### TEXT TO READ

-- Start --

This first step is optional (The exception, again is quinoa. More on this later), because today grains are all relatively clean. But rinsing accomplishes one important thing:
It gets rid of surface starch, which can make your cooked grains stick together.
This is a personal preference thing, and it really only matters if you’re cooking naked grains like white rice and pearled barley. If you like your grains a little stickier (easier to eat with chopsticks), then feel free to skip this step.
Otherwise, run the grains under cold water a few times and drain. A fine-mesh strainer helps, but you can also be clever with a pot and its lid.
The exception is quinoa (which is what I’m making in the video): it contains a bitter substance called saponin. Rinsing it will get rid of it. So I always rinse my quinoa at least twice.
Different grains absorb different amounts of water, so use the chart below to add the correct amount of water:
|Grain||Cups of Water
(per cup of grain)
|Brown rice||1 ½|
|Wild rice||2 ½|
|Farro (a.k.a. emmer)||3|
Astute folks may notice that whole grains here require more water, not less, than the naked grains. What gives!? Didn’t I say in the mission description that whole grains absorb less water?
In this case, the water serves another purpose: it helps circulate around the whole grains, cooking them evenly. Because whole grains are tougher, almost like they “resist” being cooked, you need all the help you can get. Extra hot water provides that help. And because whole grains don’t absorb water endlessly, turning into porridge like naked grains do, you can get away with using more water than you need.
It’s time to turn on the heat. You know the drill here: turn the heat on as high as possible. Lidding it will also make it boil faster.
Once the water comes to a full, roiling boil (You may hear the lid clattering. That’s when you should stop checking Facebook and run to the stove), turn the heat down to as far as it will go, without the flame going out. The water will now slow to a gentle simmer.
Put the lid on, and set the timer:
|White rice||20 minutes|
|Brown rice||30 minutes|
|Wild rice||40 minutes|
|Rye berries||60 minutes|
|Wheat berries||60 minutes|
Note: over the course of simmering, the liquid may start to foam up and spill out of the pot. If this happens, it means there is too much steam pressure building up. Try lowering the heat even more. If that fails, crack the lid open the tiniest bit to allow some steam to escape. But not too much, or else the water will evaporate, leaving your grains dry and undercooked!
When the timer goes off, remove the lid, get out some grains with a fork, and taste it. Does it taste good? Is it soft enough, or is it still hard in the center? Trust yourself here. There’s no Universal Correct Way to cook grains.

-- End --

### INFORMATION PROVIDED
-- Start --

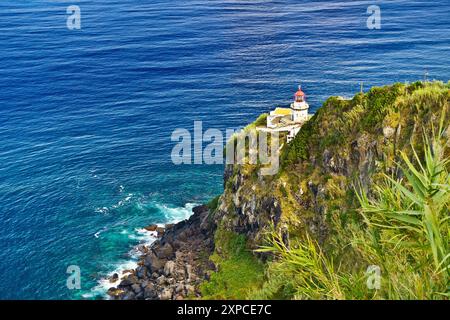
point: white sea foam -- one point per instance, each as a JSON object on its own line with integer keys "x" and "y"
{"x": 145, "y": 238}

-- End --

### COMPLETE THE FOLLOWING
(1) Which grains does the timer chart in the grain-cooking guide list?
(2) According to the grain-cooking guide, what bitter substance does quinoa contain?
(3) Why does the grain-cooking guide call for more water with whole grains than with naked grains? Answer in one to three sentences.

### SOLUTIONS PER TASK
(1) White rice, brown rice, wild rice, rye berries, and wheat berries.

(2) Saponin.

(3) The extra water circulates around whole grains and cooks them evenly, which helps because they are tougher and resist cooking. Since whole grains don't absorb water endlessly and turn into porridge the way naked grains do, using more water than needed causes no harm.